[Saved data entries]
Start of Block

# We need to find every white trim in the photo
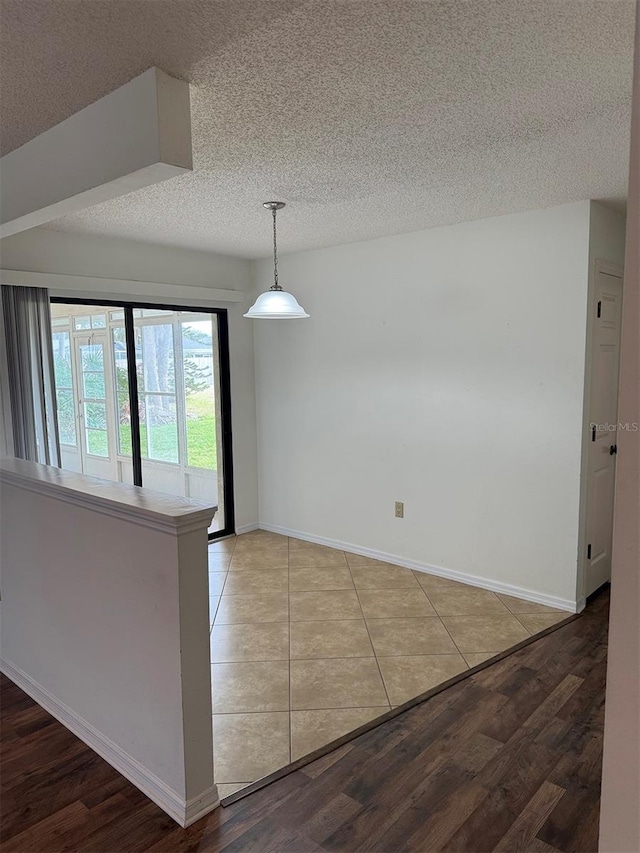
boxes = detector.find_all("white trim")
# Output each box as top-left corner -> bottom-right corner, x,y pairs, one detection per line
0,269 -> 245,305
0,457 -> 215,536
235,522 -> 259,535
259,523 -> 580,613
183,786 -> 221,827
0,658 -> 219,827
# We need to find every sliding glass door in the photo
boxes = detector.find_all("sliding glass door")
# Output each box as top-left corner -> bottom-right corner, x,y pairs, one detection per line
50,300 -> 234,539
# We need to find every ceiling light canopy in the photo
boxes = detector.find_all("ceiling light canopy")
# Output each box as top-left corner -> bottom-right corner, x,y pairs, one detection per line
244,202 -> 309,319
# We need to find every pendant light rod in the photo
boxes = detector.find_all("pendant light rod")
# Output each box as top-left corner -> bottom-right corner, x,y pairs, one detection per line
263,201 -> 285,292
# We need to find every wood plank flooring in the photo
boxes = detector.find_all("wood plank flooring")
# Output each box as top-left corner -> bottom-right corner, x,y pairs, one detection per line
0,589 -> 609,852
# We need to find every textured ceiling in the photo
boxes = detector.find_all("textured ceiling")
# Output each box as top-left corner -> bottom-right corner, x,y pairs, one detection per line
0,0 -> 635,258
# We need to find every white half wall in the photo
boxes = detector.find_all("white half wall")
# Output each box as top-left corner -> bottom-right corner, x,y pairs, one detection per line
0,227 -> 259,531
0,458 -> 217,825
253,202 -> 593,607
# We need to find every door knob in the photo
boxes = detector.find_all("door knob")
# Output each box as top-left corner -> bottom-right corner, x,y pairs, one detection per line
609,444 -> 618,455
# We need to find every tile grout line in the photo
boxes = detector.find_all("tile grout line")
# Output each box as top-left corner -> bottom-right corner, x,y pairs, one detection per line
417,582 -> 472,667
347,555 -> 393,711
210,651 -> 472,664
510,609 -> 535,636
210,610 -> 550,624
497,592 -> 559,632
213,704 -> 392,715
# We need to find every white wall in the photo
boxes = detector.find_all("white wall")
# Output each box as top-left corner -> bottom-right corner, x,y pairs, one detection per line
588,201 -> 627,268
253,202 -> 593,608
0,227 -> 259,531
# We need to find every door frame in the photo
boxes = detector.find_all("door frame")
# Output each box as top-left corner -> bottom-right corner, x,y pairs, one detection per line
51,296 -> 236,541
576,258 -> 624,606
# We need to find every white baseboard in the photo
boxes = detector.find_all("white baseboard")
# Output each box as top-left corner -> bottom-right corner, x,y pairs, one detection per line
235,522 -> 259,535
0,658 -> 219,827
259,523 -> 579,613
183,785 -> 220,827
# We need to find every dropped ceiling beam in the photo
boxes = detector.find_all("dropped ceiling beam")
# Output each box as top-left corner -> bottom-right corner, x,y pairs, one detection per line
0,67 -> 192,238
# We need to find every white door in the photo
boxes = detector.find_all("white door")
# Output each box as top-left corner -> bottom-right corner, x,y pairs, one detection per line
74,334 -> 118,481
584,269 -> 624,596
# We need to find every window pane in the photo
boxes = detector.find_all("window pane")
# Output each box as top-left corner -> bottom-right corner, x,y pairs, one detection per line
86,429 -> 108,457
118,418 -> 133,456
83,371 -> 106,399
145,395 -> 178,463
138,400 -> 149,459
112,327 -> 132,456
85,402 -> 107,430
182,319 -> 216,469
56,389 -> 76,446
141,308 -> 172,317
141,324 -> 175,393
51,316 -> 70,327
52,331 -> 73,388
74,316 -> 91,330
91,314 -> 106,328
52,331 -> 76,446
80,344 -> 103,370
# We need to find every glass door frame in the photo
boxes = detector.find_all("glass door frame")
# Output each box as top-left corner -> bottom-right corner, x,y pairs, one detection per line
73,331 -> 119,481
50,296 -> 235,541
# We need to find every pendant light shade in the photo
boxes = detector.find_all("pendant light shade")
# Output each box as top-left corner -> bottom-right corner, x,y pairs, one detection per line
244,202 -> 310,319
244,288 -> 310,318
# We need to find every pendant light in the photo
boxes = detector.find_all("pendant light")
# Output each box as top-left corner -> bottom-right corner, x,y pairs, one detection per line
244,202 -> 310,319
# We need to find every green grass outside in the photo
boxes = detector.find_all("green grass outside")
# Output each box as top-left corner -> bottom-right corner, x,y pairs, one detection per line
115,390 -> 218,469
118,417 -> 217,469
184,389 -> 217,469
184,416 -> 218,470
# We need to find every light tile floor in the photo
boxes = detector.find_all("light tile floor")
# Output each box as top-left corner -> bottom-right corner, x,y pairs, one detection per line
208,530 -> 568,798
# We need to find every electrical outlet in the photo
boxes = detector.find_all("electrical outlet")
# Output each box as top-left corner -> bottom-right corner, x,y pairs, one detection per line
395,501 -> 404,518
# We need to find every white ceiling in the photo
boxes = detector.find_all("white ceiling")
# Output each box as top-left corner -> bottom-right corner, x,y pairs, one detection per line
1,0 -> 635,258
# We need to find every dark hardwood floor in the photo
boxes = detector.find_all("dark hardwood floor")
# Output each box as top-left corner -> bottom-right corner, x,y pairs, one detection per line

End of Block

_DESCRIPTION OF THE TASK_: Set down each entry again exactly as written. Pictures stay out.

_TASK OUTPUT_:
# We need to find every white trim in the photo
boxes = detector.find_all("white trim")
# Output each box as top-left corner -> bottom-right corner, x,y pairs, one detection per line
0,269 -> 245,305
0,457 -> 215,536
235,522 -> 259,535
259,523 -> 580,613
183,786 -> 221,827
0,658 -> 219,827
# We need to find every sliding glass door in the photo
boxes = detector.find_all("sliding glass door")
# Output each box as top-left corner -> bottom-right corner, x,y pairs, one detection per line
50,300 -> 234,539
# We need to find every ceiling light canopy in the photo
boxes = detector.find_all("ceiling light canopy")
# Output each box as top-left corner -> bottom-right corner, x,y pairs, one detection per line
244,202 -> 309,319
# We need to find every pendant light rod in the photo
boxes = detector.find_all("pendant light rod")
# Output each box as top-left corner -> bottom-right corner, x,y pairs, one detection per line
263,201 -> 285,292
# We need to find every wood plank flooring in the photo
boxes = detector.find_all("wood plank flooring")
# Output each box as top-left corner -> bottom-right corner, x,y pairs, one detection per line
0,589 -> 609,852
# We need to find every textured ceiling in the photo
boxes = detector.find_all("textured ceiling")
# Output each box as top-left corner -> bottom-right corner, x,y pairs, one detection per line
0,0 -> 635,258
# We need to find every white half wall in the photo
boxes = detector.find_all("white half wall")
# Output each box as top-left corner -> bottom-right corner, x,y pairs, one detection per line
0,227 -> 259,531
0,458 -> 217,825
253,202 -> 593,607
# We need to find every door knob in the photo
boxes = detector.find_all("door knob")
# Output each box as top-left corner -> bottom-right corner, x,y pairs, one detection per line
609,444 -> 618,455
# We need to find every tile grout line in the photo
boxes = detector.find_all("tile grout line")
# Output each box as top-left corner -> bottom-right corner, x,y pairs, one detection per line
417,582 -> 472,667
347,555 -> 393,711
210,651 -> 472,664
510,609 -> 535,636
210,610 -> 550,624
497,592 -> 559,632
213,704 -> 392,715
# We need to find every white wall in the photo
boxes = detector.find_all("white wall")
# Output each box as top-left corner -> bottom-right corner, x,y pairs, one detection per line
588,201 -> 627,268
253,202 -> 593,608
0,227 -> 259,531
# We need to find every door frame in the photo
boxes = detector.find_all("door frame")
# Output each box as top-left corner -> bottom-right corner, x,y pairs, one detection per line
51,296 -> 236,541
576,258 -> 624,606
# We need to find every white baseboard in the photo
boxes = detector.find_all("white baseboard")
# Output each box as top-left corner -> bottom-right corner, x,y pairs, one detection per line
235,522 -> 259,535
0,658 -> 219,827
259,523 -> 579,613
183,785 -> 220,827
# We need to find every dropped ceiling beam in the photo
boxes = detector.find_all("dropped ceiling beam")
# Output each box as top-left corner -> bottom-right corner, x,y pairs, one detection per line
0,67 -> 192,238
# We need to find every white door in the photo
boxes = detector.find_all("white door")
# Output each box as top-left corner -> bottom-right corner, x,y pairs, one detection per line
74,334 -> 118,481
584,269 -> 624,596
# We need to find every window pane in the photo
boxes = detector.find_all("window pane")
# Output each box as top-left corner -> bottom-right corner, x,y pairs, one detection per line
86,429 -> 108,457
118,418 -> 133,456
83,371 -> 106,399
145,395 -> 178,463
138,400 -> 149,459
112,327 -> 132,456
85,402 -> 107,430
182,319 -> 216,469
56,389 -> 76,446
141,308 -> 172,317
141,324 -> 175,393
51,316 -> 70,327
52,331 -> 73,388
74,316 -> 91,330
91,314 -> 106,328
52,331 -> 76,446
80,344 -> 103,370
# We need to find every glass door frame in the photo
boxes = detector.find_all("glass door frame")
# Output each box as top-left corner -> bottom-right corner, x,y pairs, one detection per line
73,331 -> 119,481
50,296 -> 235,541
# We need to find every pendant light shade in the photo
boxes = detector.find_all("pendant light shade")
# Output each box as top-left corner -> bottom-right corner, x,y pairs, one detection per line
244,202 -> 310,319
244,288 -> 310,318
# We need to find every pendant light in the photo
boxes = detector.find_all("pendant light")
# Output each box as top-left corner -> bottom-right corner, x,y pairs, one detection per line
244,202 -> 310,319
# We need to find every green grass outside in the photo
boxes = detector.find_all("green grass outside")
# Output each box as top-left corner -> bottom-right corner, x,y pairs, one detection per line
115,390 -> 218,469
118,417 -> 217,469
184,389 -> 217,469
184,416 -> 218,470
# We need to find every light tile floor in the photo
boxes = detector.find_all("light tile floor")
# Output each box as top-left corner -> bottom-right corner, x,y pairs, one detection per line
208,530 -> 568,798
# We need to find every electrical outlet in the photo
boxes = detector.find_all("electrical outlet")
# Output each box as top-left corner -> bottom-right corner, x,y pairs, one detection per line
395,501 -> 404,518
# We need to find every white ceiling in the photo
boxes = detector.find_all("white ceiling")
# Output each box as top-left corner -> bottom-right corner, x,y pairs, one detection per line
1,0 -> 635,258
# We need to find every dark hardwood floor in the photo
boxes = detector.find_all("dark hardwood floor")
# Output each box as top-left corner -> bottom-right corner, x,y pairs, one detection per line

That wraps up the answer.